Stored data:
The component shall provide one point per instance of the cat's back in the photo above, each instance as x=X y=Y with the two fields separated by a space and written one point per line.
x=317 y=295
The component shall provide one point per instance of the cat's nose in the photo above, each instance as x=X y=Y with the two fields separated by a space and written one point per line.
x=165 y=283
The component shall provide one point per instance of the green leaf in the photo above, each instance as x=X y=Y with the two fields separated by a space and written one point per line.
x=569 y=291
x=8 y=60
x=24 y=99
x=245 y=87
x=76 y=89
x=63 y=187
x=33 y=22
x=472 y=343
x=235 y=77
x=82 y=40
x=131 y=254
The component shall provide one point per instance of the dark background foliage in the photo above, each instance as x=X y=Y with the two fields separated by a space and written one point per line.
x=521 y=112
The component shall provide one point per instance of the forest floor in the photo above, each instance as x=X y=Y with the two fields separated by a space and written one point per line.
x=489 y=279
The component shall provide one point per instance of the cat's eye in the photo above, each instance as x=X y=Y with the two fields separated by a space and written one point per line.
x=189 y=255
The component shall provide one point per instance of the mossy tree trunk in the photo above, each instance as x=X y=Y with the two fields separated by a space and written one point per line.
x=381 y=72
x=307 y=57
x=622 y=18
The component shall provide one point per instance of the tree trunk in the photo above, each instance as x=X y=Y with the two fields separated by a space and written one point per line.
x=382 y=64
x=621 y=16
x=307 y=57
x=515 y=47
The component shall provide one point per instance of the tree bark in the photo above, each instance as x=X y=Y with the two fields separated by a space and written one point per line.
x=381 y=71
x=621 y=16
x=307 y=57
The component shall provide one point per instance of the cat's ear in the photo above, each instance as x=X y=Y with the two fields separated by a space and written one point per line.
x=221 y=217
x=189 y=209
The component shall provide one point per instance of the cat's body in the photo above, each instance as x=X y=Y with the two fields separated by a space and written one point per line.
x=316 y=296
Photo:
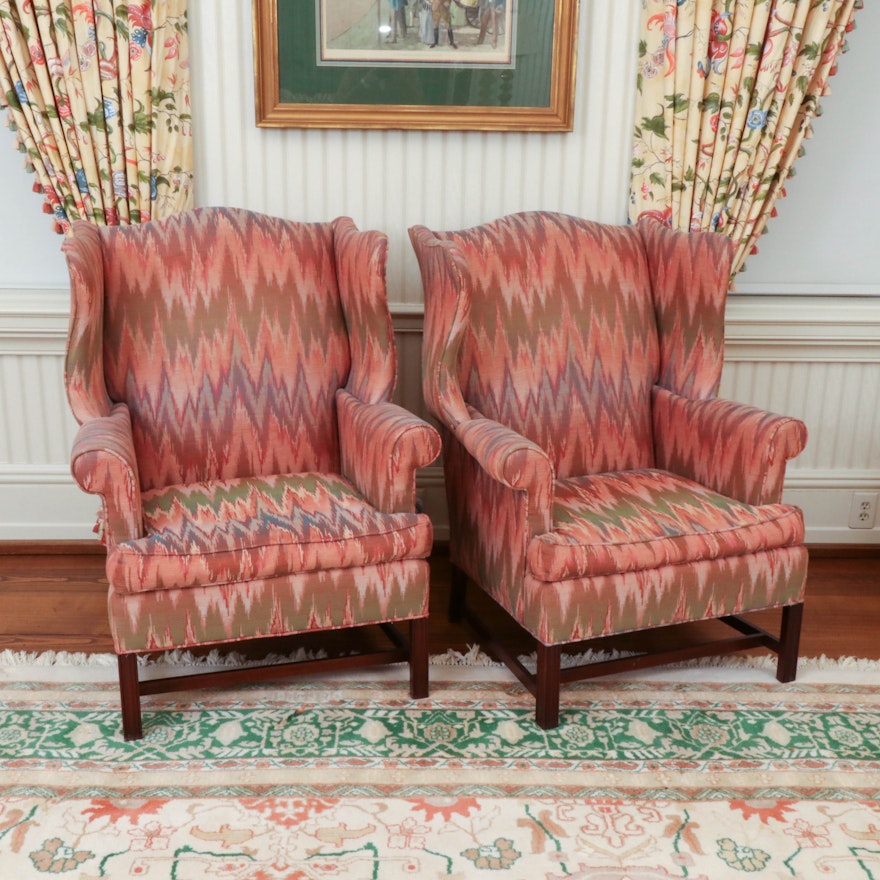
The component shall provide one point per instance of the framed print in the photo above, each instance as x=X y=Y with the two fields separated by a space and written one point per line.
x=484 y=65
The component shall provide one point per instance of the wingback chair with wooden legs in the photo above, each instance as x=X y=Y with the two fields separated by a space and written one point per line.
x=596 y=484
x=231 y=373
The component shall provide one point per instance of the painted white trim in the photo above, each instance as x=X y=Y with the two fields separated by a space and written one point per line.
x=800 y=288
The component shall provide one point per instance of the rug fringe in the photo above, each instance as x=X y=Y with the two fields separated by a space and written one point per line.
x=473 y=657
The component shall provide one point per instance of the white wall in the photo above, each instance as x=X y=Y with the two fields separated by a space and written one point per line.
x=816 y=356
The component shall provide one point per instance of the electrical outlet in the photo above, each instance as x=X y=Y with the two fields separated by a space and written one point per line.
x=863 y=512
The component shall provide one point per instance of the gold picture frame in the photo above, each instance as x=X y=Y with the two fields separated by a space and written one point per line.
x=310 y=73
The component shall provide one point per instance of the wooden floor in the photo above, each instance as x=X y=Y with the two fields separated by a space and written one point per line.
x=58 y=602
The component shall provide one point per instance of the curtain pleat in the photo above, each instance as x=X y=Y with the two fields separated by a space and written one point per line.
x=98 y=93
x=726 y=93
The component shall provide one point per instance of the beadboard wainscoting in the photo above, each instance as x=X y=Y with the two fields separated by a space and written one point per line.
x=817 y=358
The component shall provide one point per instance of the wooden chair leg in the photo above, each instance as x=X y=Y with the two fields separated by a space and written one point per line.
x=789 y=642
x=457 y=594
x=418 y=658
x=130 y=697
x=548 y=683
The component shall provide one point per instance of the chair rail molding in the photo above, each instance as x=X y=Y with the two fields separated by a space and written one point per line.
x=814 y=357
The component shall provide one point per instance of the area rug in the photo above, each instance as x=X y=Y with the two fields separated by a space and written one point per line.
x=647 y=777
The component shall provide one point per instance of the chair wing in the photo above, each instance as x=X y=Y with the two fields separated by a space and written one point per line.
x=596 y=484
x=232 y=374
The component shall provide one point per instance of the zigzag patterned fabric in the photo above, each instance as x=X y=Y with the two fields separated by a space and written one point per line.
x=233 y=374
x=223 y=332
x=595 y=483
x=555 y=346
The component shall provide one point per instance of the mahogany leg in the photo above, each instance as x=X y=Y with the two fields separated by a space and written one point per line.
x=418 y=658
x=457 y=594
x=789 y=642
x=130 y=697
x=548 y=682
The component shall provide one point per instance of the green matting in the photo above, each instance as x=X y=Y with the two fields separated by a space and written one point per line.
x=643 y=779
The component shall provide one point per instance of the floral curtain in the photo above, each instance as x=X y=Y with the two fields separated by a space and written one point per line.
x=98 y=93
x=727 y=90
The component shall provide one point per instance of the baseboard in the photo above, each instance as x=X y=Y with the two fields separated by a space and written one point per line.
x=52 y=548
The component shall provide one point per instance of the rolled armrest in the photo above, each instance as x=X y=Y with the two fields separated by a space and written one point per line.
x=382 y=446
x=514 y=461
x=737 y=450
x=103 y=463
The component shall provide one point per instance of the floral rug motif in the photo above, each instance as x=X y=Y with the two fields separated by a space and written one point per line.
x=643 y=780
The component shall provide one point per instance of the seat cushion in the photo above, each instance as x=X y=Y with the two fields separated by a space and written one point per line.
x=260 y=527
x=636 y=520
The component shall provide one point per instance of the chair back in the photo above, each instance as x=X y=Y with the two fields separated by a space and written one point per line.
x=224 y=333
x=561 y=341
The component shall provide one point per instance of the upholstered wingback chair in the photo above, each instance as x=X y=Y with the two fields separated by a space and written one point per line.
x=596 y=484
x=232 y=374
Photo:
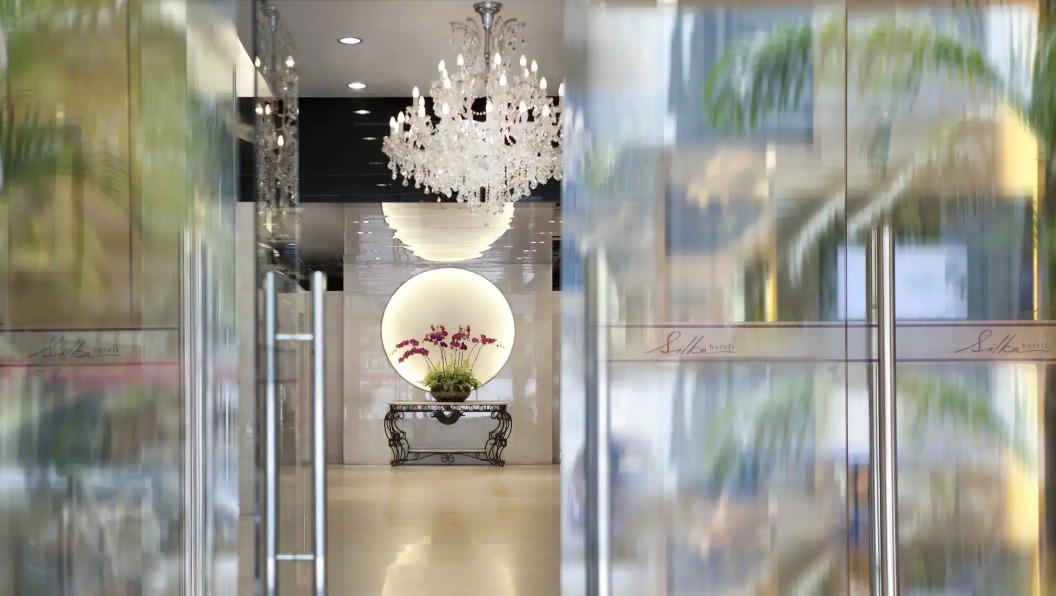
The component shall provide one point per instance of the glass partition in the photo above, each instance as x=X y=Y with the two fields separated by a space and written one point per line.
x=718 y=371
x=727 y=168
x=117 y=150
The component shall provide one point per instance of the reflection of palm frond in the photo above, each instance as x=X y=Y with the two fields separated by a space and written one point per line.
x=769 y=438
x=34 y=150
x=766 y=77
x=776 y=434
x=930 y=399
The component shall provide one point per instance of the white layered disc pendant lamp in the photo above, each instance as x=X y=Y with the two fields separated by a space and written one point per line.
x=442 y=234
x=493 y=134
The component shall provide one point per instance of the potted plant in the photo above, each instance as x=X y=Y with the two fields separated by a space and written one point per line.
x=450 y=376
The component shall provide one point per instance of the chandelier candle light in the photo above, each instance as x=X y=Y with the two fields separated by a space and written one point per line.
x=494 y=133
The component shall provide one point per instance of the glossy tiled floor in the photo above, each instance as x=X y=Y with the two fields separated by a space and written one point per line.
x=436 y=531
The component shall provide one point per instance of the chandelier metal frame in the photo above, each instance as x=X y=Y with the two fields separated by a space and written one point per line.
x=493 y=134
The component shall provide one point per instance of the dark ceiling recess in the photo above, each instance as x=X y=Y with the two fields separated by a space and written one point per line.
x=340 y=153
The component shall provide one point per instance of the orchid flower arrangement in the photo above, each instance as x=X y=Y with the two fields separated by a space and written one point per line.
x=453 y=357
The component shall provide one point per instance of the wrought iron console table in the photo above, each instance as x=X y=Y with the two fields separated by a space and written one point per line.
x=448 y=413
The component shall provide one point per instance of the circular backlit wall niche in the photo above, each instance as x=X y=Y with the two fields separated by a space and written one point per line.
x=450 y=297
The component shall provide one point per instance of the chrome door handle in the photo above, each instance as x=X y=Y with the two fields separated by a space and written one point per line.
x=318 y=555
x=883 y=449
x=319 y=430
x=270 y=441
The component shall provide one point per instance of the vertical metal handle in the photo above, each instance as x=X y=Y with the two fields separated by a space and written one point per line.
x=883 y=452
x=319 y=431
x=270 y=441
x=598 y=442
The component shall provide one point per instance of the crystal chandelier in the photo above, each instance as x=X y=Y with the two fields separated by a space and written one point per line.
x=277 y=113
x=494 y=133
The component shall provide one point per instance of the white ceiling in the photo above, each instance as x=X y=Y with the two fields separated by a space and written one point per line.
x=402 y=40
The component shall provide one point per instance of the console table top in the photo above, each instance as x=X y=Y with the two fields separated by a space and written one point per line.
x=449 y=404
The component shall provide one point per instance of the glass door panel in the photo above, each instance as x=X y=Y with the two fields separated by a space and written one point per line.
x=290 y=545
x=713 y=389
x=959 y=186
x=116 y=298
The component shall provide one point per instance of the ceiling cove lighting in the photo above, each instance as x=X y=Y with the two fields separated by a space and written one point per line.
x=490 y=106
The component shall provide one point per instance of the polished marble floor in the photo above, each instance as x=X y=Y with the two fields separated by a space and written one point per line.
x=437 y=531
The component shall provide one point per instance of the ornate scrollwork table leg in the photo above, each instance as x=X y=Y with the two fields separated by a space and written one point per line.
x=496 y=439
x=397 y=439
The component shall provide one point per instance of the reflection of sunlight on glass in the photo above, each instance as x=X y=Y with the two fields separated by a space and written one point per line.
x=493 y=577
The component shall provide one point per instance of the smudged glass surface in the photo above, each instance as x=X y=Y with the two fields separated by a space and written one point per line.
x=726 y=165
x=116 y=140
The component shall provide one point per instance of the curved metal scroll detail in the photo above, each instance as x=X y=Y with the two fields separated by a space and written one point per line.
x=447 y=414
x=497 y=439
x=397 y=438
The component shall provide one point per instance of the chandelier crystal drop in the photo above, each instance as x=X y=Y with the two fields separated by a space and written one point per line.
x=277 y=114
x=493 y=133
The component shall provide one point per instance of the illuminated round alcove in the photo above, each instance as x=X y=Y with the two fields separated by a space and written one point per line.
x=450 y=297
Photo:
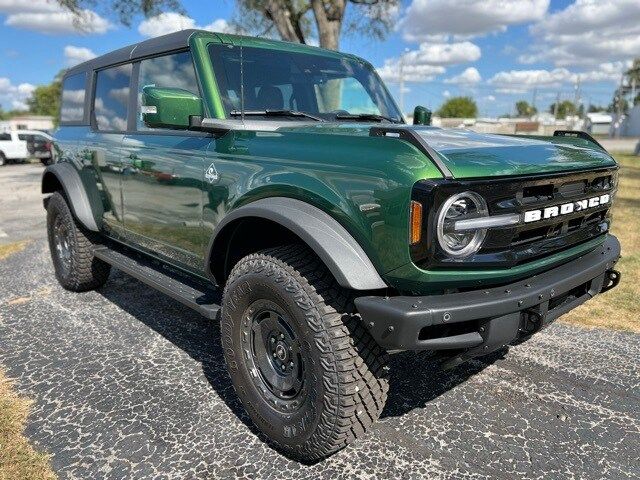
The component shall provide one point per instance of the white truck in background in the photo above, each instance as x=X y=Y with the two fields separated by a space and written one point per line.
x=11 y=147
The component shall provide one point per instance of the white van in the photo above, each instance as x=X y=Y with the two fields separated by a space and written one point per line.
x=11 y=147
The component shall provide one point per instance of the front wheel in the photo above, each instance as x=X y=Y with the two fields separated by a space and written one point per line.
x=71 y=248
x=308 y=373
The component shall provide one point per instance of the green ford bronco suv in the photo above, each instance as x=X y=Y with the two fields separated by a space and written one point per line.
x=276 y=189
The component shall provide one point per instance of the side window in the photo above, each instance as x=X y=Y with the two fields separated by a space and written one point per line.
x=73 y=95
x=169 y=71
x=112 y=98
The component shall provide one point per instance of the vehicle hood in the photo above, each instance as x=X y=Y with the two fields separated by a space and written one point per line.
x=469 y=154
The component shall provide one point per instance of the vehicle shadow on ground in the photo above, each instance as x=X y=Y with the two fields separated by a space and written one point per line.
x=415 y=378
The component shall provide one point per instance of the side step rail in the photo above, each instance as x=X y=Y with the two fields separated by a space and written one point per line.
x=200 y=298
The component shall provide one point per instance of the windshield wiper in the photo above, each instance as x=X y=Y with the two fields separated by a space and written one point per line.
x=275 y=113
x=365 y=116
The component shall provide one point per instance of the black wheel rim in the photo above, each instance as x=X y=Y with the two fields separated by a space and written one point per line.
x=275 y=360
x=62 y=242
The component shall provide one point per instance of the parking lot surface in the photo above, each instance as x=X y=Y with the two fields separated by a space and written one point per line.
x=129 y=384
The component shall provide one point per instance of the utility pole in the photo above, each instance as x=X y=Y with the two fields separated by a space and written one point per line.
x=576 y=99
x=402 y=81
x=619 y=107
x=533 y=100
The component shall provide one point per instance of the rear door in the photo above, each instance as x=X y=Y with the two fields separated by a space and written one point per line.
x=164 y=172
x=102 y=146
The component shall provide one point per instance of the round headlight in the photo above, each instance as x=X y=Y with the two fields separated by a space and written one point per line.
x=462 y=206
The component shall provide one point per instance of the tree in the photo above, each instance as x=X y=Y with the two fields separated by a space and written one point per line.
x=459 y=107
x=294 y=20
x=524 y=109
x=564 y=109
x=45 y=99
x=596 y=108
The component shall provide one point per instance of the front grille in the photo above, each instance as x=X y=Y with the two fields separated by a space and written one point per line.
x=514 y=245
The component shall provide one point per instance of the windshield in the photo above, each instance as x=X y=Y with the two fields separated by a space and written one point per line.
x=323 y=86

**Your objective:** Beginning at the line with "the tree in" and ending at the last line of the entries, print every line exactly.

**Exercise output:**
The component shall provide one point per instance of the tree in the photo above, each instance as x=X y=Y with the two fields separated by a space and written one point per line.
x=459 y=107
x=294 y=20
x=524 y=109
x=564 y=109
x=45 y=99
x=596 y=108
The component shall provide one point per instance of the front grille in the photo above, each instance as x=X y=Y with the two fields separated by a space and written one point per line.
x=514 y=245
The component shall provide one point per instance of the windshield in the photo above, each instance as x=X y=Y with the two fields separated by a space and written one point per line.
x=323 y=86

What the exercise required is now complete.